WORK REQUEST
What is the number of lines in the data holding the word "wooden"? Give that number by itself.

DATA IN THIS EXERCISE
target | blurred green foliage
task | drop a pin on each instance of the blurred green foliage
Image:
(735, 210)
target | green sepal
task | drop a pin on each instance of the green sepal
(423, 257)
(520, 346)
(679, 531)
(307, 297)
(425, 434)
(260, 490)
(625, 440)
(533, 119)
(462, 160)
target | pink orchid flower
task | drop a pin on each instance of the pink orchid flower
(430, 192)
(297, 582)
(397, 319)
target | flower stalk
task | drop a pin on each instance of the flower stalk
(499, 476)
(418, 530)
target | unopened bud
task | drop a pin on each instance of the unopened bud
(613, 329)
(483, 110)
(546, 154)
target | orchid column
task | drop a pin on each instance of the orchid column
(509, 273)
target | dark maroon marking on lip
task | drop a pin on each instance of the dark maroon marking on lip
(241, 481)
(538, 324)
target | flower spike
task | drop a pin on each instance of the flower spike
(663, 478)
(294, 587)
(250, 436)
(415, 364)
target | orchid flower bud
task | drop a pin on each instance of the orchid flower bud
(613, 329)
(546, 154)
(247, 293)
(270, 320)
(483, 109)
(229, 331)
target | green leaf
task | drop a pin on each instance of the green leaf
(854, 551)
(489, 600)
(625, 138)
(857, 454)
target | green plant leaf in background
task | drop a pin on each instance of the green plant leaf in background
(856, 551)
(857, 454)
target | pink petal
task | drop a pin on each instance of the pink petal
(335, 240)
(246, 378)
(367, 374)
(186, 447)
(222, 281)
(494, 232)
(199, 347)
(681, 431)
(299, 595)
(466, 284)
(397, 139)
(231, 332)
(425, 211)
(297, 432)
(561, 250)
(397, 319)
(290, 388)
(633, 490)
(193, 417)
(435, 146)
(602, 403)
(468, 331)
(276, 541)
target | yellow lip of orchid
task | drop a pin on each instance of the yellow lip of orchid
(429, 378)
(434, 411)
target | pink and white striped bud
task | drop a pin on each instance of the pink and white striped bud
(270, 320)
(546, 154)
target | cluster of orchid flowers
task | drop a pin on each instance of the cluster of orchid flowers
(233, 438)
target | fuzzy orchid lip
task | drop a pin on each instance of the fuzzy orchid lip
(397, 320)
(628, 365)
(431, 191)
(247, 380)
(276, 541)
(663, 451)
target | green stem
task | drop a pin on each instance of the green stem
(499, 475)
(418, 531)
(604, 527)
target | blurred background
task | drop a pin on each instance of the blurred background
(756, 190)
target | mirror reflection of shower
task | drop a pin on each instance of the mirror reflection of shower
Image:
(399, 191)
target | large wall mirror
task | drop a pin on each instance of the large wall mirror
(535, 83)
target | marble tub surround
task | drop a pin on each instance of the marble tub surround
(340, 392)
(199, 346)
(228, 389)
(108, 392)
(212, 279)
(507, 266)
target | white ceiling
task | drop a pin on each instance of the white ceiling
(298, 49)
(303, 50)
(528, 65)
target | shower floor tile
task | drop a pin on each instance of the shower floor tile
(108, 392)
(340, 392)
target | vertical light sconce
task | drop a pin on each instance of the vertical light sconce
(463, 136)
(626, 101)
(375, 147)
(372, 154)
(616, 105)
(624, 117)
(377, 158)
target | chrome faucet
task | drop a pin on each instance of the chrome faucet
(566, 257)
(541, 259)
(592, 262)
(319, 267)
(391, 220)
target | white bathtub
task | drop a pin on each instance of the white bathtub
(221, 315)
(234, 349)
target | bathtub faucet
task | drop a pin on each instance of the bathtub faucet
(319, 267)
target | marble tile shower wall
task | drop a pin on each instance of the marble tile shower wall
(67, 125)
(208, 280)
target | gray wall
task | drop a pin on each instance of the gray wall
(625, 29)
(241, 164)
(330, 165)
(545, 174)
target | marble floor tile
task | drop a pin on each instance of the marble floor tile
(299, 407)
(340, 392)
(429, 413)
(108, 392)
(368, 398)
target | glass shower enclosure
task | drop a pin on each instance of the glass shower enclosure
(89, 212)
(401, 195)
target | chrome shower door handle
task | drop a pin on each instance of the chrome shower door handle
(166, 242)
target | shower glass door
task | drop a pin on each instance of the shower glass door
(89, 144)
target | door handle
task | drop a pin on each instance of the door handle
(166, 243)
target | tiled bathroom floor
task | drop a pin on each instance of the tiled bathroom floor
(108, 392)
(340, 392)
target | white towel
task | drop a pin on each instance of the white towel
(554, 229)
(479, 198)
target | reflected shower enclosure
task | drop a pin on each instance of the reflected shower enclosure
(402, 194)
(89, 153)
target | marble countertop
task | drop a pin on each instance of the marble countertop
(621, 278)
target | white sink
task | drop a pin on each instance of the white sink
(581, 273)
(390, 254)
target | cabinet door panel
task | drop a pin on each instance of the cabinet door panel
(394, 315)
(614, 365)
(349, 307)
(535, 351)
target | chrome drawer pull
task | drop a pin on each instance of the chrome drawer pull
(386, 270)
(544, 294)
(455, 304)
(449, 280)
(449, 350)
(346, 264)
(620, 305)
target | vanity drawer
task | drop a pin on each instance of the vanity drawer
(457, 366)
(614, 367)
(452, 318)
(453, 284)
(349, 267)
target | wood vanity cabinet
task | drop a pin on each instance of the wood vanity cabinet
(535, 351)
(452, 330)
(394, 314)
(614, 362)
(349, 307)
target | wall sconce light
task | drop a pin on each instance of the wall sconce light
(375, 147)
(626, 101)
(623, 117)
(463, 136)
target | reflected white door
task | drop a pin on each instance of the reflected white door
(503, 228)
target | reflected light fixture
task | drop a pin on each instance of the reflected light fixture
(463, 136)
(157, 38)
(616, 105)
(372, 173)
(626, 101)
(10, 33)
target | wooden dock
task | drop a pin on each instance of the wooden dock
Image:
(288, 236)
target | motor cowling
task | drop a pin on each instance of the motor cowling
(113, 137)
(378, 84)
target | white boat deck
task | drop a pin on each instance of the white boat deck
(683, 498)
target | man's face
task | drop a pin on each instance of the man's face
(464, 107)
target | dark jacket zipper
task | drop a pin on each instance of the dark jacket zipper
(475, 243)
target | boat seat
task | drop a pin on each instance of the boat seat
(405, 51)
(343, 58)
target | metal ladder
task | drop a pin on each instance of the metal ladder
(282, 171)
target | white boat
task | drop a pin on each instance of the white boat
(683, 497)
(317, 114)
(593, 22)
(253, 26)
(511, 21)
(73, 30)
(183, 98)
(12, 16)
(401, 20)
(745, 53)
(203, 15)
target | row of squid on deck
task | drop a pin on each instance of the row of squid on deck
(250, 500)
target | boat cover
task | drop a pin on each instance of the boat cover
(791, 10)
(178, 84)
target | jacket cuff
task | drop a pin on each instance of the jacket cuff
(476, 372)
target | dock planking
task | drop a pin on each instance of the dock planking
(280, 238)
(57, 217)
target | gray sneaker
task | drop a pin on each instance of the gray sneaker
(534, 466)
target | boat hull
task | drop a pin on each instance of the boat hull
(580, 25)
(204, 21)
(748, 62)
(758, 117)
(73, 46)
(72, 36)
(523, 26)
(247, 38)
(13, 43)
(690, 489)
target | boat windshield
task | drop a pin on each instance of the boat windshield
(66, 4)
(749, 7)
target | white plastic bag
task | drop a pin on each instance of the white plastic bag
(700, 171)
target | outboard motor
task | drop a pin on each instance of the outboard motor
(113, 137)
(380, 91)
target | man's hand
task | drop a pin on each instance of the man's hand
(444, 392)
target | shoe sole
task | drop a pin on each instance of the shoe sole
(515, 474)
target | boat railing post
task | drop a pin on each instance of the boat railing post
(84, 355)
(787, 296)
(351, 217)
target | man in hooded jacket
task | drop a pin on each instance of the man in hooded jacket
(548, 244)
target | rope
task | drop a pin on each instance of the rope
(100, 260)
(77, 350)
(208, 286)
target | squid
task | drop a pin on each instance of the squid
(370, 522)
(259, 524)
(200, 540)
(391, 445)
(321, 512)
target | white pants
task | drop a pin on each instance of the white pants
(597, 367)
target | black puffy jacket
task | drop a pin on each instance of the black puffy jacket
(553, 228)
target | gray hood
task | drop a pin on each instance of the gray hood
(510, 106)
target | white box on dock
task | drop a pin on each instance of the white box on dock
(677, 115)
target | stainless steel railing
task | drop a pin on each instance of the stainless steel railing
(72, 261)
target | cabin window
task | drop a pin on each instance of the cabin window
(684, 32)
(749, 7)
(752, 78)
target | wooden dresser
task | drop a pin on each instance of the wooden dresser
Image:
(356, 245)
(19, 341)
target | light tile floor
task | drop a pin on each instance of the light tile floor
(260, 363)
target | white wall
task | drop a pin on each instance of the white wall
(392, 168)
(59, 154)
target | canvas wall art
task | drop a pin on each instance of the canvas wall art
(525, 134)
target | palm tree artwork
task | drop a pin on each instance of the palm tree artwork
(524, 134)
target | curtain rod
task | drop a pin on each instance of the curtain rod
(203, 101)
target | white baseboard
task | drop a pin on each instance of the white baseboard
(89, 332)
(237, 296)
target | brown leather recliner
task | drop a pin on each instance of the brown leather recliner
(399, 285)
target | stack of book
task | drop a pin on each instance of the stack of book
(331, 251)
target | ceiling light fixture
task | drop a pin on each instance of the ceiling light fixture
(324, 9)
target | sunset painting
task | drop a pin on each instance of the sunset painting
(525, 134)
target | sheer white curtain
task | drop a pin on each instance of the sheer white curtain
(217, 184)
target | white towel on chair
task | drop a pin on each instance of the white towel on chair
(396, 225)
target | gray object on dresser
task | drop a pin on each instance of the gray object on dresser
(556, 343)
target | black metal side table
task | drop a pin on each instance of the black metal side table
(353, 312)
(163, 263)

ANSWER BOX
4